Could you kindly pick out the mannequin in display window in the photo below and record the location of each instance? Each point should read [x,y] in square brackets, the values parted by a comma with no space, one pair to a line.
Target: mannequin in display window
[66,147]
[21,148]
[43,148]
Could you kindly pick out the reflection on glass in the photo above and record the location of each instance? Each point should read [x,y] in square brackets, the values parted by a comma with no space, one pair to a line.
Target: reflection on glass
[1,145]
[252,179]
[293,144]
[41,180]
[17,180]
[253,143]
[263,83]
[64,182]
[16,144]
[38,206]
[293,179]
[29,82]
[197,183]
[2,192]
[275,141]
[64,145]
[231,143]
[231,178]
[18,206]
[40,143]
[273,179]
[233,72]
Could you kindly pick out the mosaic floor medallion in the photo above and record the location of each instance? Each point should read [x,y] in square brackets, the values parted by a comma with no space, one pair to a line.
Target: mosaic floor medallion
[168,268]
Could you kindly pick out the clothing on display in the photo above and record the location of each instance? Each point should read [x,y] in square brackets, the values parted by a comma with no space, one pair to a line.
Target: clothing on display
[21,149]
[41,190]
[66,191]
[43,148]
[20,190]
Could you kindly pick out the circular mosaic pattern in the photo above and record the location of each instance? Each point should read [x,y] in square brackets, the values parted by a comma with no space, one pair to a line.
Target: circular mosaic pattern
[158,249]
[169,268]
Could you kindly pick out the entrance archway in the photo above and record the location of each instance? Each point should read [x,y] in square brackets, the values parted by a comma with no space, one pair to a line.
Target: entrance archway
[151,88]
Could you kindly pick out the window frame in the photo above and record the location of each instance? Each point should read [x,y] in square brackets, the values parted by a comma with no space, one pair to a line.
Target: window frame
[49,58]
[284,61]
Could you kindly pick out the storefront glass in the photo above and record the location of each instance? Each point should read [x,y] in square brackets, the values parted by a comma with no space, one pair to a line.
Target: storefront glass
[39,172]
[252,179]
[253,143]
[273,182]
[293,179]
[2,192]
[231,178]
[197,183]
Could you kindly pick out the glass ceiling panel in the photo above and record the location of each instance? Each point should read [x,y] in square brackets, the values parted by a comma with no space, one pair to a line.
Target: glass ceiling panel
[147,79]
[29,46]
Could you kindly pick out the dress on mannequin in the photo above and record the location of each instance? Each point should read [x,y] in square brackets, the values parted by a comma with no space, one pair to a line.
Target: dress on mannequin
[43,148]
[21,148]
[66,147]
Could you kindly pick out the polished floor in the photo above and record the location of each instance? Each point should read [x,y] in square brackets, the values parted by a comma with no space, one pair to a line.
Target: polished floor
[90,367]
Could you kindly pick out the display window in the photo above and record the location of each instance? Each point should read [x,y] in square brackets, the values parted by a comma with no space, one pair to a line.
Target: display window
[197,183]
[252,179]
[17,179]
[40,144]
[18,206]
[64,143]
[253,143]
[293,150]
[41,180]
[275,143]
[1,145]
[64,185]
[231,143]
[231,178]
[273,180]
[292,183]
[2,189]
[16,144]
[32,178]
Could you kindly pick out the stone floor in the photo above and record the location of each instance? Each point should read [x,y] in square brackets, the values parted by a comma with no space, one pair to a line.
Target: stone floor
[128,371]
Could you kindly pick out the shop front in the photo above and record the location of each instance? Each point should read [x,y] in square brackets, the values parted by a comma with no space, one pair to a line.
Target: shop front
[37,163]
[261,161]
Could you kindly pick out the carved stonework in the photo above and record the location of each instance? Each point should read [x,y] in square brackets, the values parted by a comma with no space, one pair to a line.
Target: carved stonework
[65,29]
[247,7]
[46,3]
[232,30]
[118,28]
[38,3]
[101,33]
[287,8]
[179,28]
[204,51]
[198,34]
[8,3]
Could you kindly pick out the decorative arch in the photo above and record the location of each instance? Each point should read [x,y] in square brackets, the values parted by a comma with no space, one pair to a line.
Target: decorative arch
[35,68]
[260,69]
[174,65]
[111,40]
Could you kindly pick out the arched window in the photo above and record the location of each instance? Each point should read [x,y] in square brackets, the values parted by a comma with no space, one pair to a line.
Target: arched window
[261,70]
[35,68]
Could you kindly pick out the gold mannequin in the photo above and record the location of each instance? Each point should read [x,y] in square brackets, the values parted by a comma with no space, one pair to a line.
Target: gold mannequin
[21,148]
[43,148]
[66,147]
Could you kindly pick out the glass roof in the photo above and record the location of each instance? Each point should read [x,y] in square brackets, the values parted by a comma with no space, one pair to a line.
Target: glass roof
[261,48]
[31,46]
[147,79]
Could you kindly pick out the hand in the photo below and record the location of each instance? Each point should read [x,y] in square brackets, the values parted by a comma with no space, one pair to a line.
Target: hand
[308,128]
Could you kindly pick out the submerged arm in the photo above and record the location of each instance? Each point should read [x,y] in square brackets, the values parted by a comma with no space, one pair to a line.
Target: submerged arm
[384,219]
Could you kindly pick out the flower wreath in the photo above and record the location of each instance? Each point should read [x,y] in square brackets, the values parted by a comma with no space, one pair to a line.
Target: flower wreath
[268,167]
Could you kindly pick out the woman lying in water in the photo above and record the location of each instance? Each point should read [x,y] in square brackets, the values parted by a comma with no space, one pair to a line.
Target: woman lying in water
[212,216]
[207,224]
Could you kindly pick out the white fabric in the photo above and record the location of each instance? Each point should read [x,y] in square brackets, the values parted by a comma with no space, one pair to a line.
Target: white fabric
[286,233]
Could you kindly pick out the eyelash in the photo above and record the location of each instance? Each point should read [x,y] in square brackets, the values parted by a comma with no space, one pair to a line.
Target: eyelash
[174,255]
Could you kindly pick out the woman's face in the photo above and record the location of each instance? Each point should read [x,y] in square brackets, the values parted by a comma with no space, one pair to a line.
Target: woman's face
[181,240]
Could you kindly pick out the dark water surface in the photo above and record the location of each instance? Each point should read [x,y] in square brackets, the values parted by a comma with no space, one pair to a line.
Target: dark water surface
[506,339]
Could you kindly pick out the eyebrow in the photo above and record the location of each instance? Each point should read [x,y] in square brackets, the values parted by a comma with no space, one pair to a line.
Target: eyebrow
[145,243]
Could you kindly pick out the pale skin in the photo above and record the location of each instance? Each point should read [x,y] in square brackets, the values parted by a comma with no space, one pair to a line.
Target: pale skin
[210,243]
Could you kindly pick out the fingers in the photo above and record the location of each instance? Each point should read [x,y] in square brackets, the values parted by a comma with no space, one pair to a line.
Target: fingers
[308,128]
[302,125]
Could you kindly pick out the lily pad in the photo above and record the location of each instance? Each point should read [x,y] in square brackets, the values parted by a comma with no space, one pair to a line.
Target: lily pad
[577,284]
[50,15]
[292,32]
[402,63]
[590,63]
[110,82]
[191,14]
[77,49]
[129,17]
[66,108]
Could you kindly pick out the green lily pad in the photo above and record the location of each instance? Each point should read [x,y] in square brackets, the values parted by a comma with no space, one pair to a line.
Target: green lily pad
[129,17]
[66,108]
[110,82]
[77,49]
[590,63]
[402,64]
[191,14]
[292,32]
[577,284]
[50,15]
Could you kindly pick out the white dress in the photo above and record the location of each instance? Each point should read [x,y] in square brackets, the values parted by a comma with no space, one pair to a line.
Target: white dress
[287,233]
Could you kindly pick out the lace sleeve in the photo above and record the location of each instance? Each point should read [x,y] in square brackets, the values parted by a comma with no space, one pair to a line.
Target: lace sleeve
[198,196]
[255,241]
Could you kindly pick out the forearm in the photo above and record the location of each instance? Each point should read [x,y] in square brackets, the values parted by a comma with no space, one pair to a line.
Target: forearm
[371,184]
========================================================================
◆ PROMPT
Repeat the data in its entirety, character for character.

◆ EXERCISE ANSWER
Could you kindly pick out the mannequin in display window in the photo below and record the location of each instance? Each point should read [x,y] in square brackets, the values parted by a comma with no space, one pair to a line.
Target: mannequin in display window
[66,147]
[21,148]
[43,148]
Could you kindly pick out the reflection on glass in the photo above and record the location of each instance? Each point should read [x,y] in square brackets, the values parted by a comma with no space, one pair to a line.
Target: reflection on glass
[1,145]
[252,179]
[293,144]
[41,180]
[17,180]
[253,143]
[263,83]
[64,182]
[16,144]
[38,206]
[293,179]
[29,82]
[197,183]
[2,192]
[275,141]
[64,145]
[231,143]
[231,178]
[18,206]
[40,143]
[273,179]
[233,72]
Could you kindly pick out the mosaic floor medallion in the photo above and record the location of each instance? Each point should read [x,y] in square brackets, the values parted by a comma with no space, one pair to a line.
Target: mosaic floor medallion
[168,268]
Could you kindly pick out the clothing on display in the photo above and record the location of each instance? Each point should read [x,y] in square brackets, the values parted by a comma with no space, one pair to a line.
Target: clothing on display
[21,149]
[41,190]
[66,191]
[43,148]
[20,190]
Could you kindly pick out the circular mosaic pattern in the photo above and record the location of each instance? Each point should read [x,y] in square brackets, the values parted by a comma with no space, one pair to a line.
Target: circular mosaic pattern
[158,249]
[169,268]
Could you kindly pick out the entrance archway in the photo above and record the location of each instance? Each point should read [x,y] in square brackets, the values parted by a comma with no space, one pair to a line.
Target: entrance archway
[151,88]
Could you kindly pick out the window frame in the photo above and record the location of each instance? Each point should read [x,y] in square brackets, the values parted by a comma with no space, one pair to a line.
Target: window frame
[49,58]
[284,61]
Could you kindly pick out the storefront glass in the photo above and record the location of each instance? Each point should read [x,y] in square brackets, the values parted by a comma with no space, one pair to a line.
Target: storefront glass
[39,172]
[252,179]
[253,143]
[273,182]
[293,179]
[2,192]
[231,178]
[197,183]
Could you kindly pick out the glass ceiling panel in the photo above and record the location of each instance? Each point should read [x,y] in square brackets, the values parted by a comma with no space, one pair to a line.
Target: glass ceiling panel
[147,79]
[29,46]
Could you kindly pick out the dress on mannequin in the photo above and record the location of each instance? Each point should read [x,y] in square brackets, the values parted by a comma with no space, one pair to a line.
Target: dress on mannequin
[43,148]
[21,148]
[66,147]
Could you kindly pick out the polished floor in the photo above and record the location of each instance? Each point should read [x,y] in square brackets, the values parted by a comma with no space, one pair to a line.
Target: polished floor
[90,367]
Could you kindly pick out the display window in the photo above and record the location of each instance? Each point should read [x,y] in square brackets, the values parted by a comma with no space, one pair to a line.
Target: display window
[197,183]
[252,179]
[17,179]
[40,144]
[18,206]
[64,143]
[253,143]
[293,150]
[41,180]
[275,143]
[1,145]
[64,185]
[231,143]
[231,178]
[273,180]
[292,183]
[2,189]
[16,144]
[32,178]
Could you kindly pick out the stone floor in the photo above and record the location of each instance? Each point should read [x,y] in square brackets, the values parted by a comma with no space, one pair to a line.
Target: stone floor
[128,371]
Could you kindly pick out the shop front in the photo above and record the location of each instance? Each point should read [x,y] in square brackets, the values parted by a comma with no space, one pair to a line.
Target: shop front
[37,163]
[261,161]
Could you kindly pick out the carved stonework in the photo above and record the location of each instance? Each point should read [x,y] in square brackets, the values parted by a comma with no space, one pair to a line.
Target: carved stonework
[65,29]
[247,7]
[46,3]
[232,30]
[118,28]
[38,3]
[101,33]
[287,8]
[179,28]
[204,51]
[198,34]
[8,3]
Could you kindly pick out the decorative arch in the photo above and record the location of each instance? Each point should read [x,y] in square brackets, the values parted by a comma with no space, one pair to a line.
Target: decorative arch
[35,68]
[260,69]
[174,65]
[111,40]
Could you kindly pick out the arched window in the photo above and record the location of each instance? Each point should read [x,y] in square brackets, the values parted by a comma with no space, one pair to a line.
Target: arched window
[261,70]
[35,68]
Could you kindly pick out the gold mannequin in the photo above and record the location of each instance? Each point should read [x,y] in square brackets, the values parted by a comma with no space, one pair to a line.
Target: gold mannequin
[21,148]
[43,148]
[66,147]
Could you kindly pick out the glass roof in the photo above and record the location of each instance? Each point should read [x,y] in square brackets, the values parted by a comma with no space, one pair to a line.
Target: glass roof
[261,48]
[31,46]
[147,79]
Could you kindly pick out the hand in the photo below and record the location of each instance? Each point should read [x,y] in square brackets, the values parted by a comma with no space, one pair to a line.
Target: hand
[308,128]
Could you kindly pick out the submerged arm in the photo above and record the location of each instance? Each point should read [x,y] in square brackets, the values parted by a comma with no space, one pair to a line.
Target: submerged arm
[384,219]
Could you kindly pick out the flower wreath in the photo above and record the location of each instance? Each point should read [x,y] in square brackets, the values parted by a comma with no space, one pair to a line.
Target: flower wreath
[268,167]
Could you kindly pick out the woman lying in water in the photo above and record the location of each instance? Each point should read [x,y] in square brackets, the values parted by a comma with no space, one pair to a line.
Target: woman lying in water
[212,216]
[207,224]
Could you kindly pick out the white fabric in the photo above and record the location of each instance? Each point should read [x,y] in square brackets, the values parted by a comma with no space, one pair to a line.
Target: white fabric
[286,233]
Could you kindly pick out the eyelash in the photo above and record the location of each instance? Each point should read [x,y] in square brackets, the values parted by a comma with no space, one pair to a line.
Target: eyelash
[174,255]
Could you kindly pick out the woman's face in the photo above and record the location of each instance? Each point should read [x,y] in square brackets, the values parted by a comma with no space, one pair to a line.
Target: woman's face
[181,240]
Could you kindly pick out the dark water surface in the photo above and record the location of each instance? Each point should read [x,y] in square brackets, the values parted by a comma with no space, one pair to a line.
Target: dark water surface
[506,339]
Could you kindly pick out the eyebrow in the photo above and record the location of each instance? Each point should read [x,y] in square brackets, the values parted by a comma with no space, one pair to a line.
Target: eyebrow
[145,243]
Could you kindly pick out the pale skin in the photo above and record the location of each instance? Each point should read [x,y] in square brackets, the values parted by a comma with no space, one pair to a line.
Target: pale skin
[210,243]
Could you kindly pick out the fingers in the photo above and record the location of each instance? Each point should read [x,y] in square brackets, the values parted by a comma with no space, one pair to a line.
Target: fingers
[308,128]
[302,125]
Could you kindly pick out the lily pad in the photo above and record the location of each instance? Each point should read [x,y] in square brackets, the values parted by a comma with no space, one pair to a line.
Target: lily pad
[577,284]
[50,15]
[292,32]
[402,63]
[590,63]
[110,82]
[191,14]
[77,49]
[129,17]
[66,108]
Could you kindly pick out the green lily pad in the photo above and record the location of each instance? Each point should read [x,y] in square brackets, the values parted by a comma with no space, one pair to a line.
Target: green lily pad
[129,17]
[66,108]
[110,82]
[77,49]
[590,63]
[402,64]
[191,14]
[292,32]
[577,284]
[50,15]
Could you kindly pick out the white dress in the photo above and record the location of each instance? Each point should read [x,y] in square brackets, the values parted by a comma with no space, one pair to a line.
Target: white dress
[287,233]
Could you kindly pick out the lace sleeve in the photo above and record the location of each instance? Each point should read [x,y] in square brackets, the values parted by a comma with no space, one pair to a line.
Target: lace sleeve
[198,196]
[255,241]
Could you kindly pick out the forearm in the photo above and record the location of each instance? Each point should read [x,y] in square brackets, the values parted by a comma with no space, one pair to a line.
Target: forearm
[371,184]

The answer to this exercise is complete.